Tasks and exercises:
a: Rewrite the part of the pull request note on shared-coordinate joins that begins at "Regarding the resulting" and stops after "detected consistently now.", putting "reliably" in place of "consistently".
b: In the pull request note on shared-coordinate joins, how long did the original implementation take to create the topology with shared_coords=False?

-- Source passage follows --

Fix + improve performance for join with shared coords=false

theroggy commented 2 years ago

Code to find junctions with shared_coords=False was quite slow and according to some tests (both mine + stated in unit tests) didn't seem to give consistent results. Because of the slow performance I opted for a reimplementation rather than trying to fix. The new implementation is based on using spatial overlays (intersection) instead of looping over points.

A test on a 2.5 MB geopackage with (multi)polygons showed the following timings to create the topology:

shared_coords=True: ~10 s
shared_coords=False, original implementation (release version): ~160 s
shared_coords=False, new implementation in this PR: ~ 18 s There are definitely more opportunities for performance improvements, but the "join" phase seemed to be the main bottleneck.

Regarding the resulting junctions, there were some choices to be made:

"real" junctions: the coordinates where two features touch for a distance > 1 point, are (should be) detected consistently now.
"artificial" junctions: the original javascript topojson implementation also adds all start and end points of linestring objects (not for polygons/rings) as junctions. As they state in the comment in the code linked above this is to simplify some code regarding rotating rings versus splitting later on in the cut step. Because this is a kind of obscure way to force the non-rotating behaviour of lines and because it is easy to implement in a more transparent way in cut I opted not to add these "artificial" junctions. Additionally, artificially increasing the number of junctions is bound to reduce performance in the cut step.

-- Source passage concluded --
-- Data to examine follows --

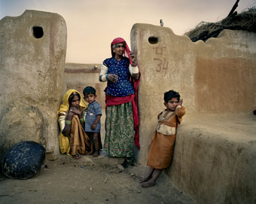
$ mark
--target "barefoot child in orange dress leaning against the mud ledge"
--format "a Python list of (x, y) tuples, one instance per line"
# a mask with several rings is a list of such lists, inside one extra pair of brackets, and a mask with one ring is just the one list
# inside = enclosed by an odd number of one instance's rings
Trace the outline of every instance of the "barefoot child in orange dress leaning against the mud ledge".
[(163, 169), (169, 166), (175, 144), (176, 129), (181, 123), (185, 108), (178, 92), (169, 90), (164, 93), (166, 109), (158, 114), (158, 124), (148, 153), (150, 166), (147, 175), (140, 180), (142, 187), (154, 186)]

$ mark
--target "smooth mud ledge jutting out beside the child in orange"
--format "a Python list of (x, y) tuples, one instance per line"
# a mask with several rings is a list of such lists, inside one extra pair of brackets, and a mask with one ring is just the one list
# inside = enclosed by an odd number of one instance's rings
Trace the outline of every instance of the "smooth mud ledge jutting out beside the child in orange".
[(254, 114), (186, 116), (178, 129), (169, 174), (199, 203), (256, 199)]

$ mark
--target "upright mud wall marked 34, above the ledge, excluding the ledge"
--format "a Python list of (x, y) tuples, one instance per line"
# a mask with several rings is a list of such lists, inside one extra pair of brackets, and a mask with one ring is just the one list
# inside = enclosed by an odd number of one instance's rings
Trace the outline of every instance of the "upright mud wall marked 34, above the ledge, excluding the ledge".
[[(251, 32), (224, 30), (219, 38), (193, 43), (171, 29), (135, 24), (132, 49), (142, 72), (139, 114), (145, 163), (163, 93), (176, 90), (187, 114), (249, 113), (256, 107), (256, 41)], [(145, 135), (145, 136), (144, 136)]]

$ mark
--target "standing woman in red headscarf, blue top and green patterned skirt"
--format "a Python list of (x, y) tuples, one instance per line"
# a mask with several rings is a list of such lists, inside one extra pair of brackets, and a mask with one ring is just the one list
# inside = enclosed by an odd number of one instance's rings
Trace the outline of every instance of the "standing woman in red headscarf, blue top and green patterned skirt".
[(126, 164), (133, 160), (134, 145), (139, 148), (140, 73), (136, 56), (123, 38), (111, 42), (111, 54), (104, 60), (99, 75), (99, 81), (107, 81), (104, 150), (110, 157), (126, 157)]

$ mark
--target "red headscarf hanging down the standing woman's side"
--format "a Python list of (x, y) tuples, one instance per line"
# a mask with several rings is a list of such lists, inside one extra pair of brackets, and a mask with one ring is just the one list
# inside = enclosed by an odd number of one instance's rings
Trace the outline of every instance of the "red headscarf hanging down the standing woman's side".
[[(130, 48), (128, 47), (128, 44), (126, 44), (126, 41), (123, 40), (123, 38), (114, 38), (114, 40), (111, 42), (111, 54), (114, 57), (114, 52), (112, 49), (113, 44), (118, 44), (124, 42), (126, 49), (124, 50), (124, 56), (128, 57), (130, 59), (130, 64), (132, 65), (132, 60), (130, 58)], [(134, 136), (134, 143), (135, 145), (140, 149), (139, 145), (139, 113), (138, 113), (138, 87), (139, 87), (139, 80), (141, 78), (141, 73), (139, 72), (139, 79), (134, 80), (133, 78), (130, 78), (130, 81), (132, 81), (135, 93), (134, 93), (134, 99), (133, 99), (133, 124), (134, 129), (136, 131)]]

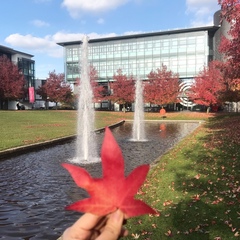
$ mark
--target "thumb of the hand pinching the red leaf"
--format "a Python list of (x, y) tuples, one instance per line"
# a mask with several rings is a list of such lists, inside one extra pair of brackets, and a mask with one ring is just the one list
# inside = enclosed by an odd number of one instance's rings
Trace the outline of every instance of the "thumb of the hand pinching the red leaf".
[(101, 235), (96, 240), (116, 240), (119, 238), (122, 230), (124, 214), (117, 210), (108, 219)]

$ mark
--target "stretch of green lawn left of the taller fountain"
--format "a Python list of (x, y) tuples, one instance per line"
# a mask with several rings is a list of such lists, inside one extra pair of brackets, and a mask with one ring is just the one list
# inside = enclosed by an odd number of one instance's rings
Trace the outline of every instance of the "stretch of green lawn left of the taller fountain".
[(76, 112), (0, 111), (0, 150), (75, 133)]

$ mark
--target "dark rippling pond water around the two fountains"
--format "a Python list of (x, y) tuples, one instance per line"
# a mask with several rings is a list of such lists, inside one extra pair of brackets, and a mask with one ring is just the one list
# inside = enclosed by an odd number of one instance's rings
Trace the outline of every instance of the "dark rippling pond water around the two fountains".
[[(130, 142), (132, 125), (113, 130), (125, 158), (128, 174), (136, 166), (152, 163), (192, 132), (198, 123), (146, 123), (147, 142)], [(100, 152), (104, 134), (97, 134)], [(0, 239), (54, 240), (81, 215), (64, 207), (87, 197), (61, 167), (75, 157), (75, 141), (0, 162)], [(94, 177), (101, 163), (84, 165)]]

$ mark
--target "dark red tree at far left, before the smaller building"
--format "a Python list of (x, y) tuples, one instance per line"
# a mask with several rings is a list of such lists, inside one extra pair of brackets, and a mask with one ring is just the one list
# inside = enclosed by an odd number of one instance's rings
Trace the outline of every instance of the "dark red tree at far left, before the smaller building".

-- Data to examine concluded --

Numbered responses:
a:
Regarding the resulting junctions, there were some choices to be made:

"real" junctions: the coordinates where two features touch for a distance > 1 point, are (should be) detected reliably now.

b: About 160 seconds.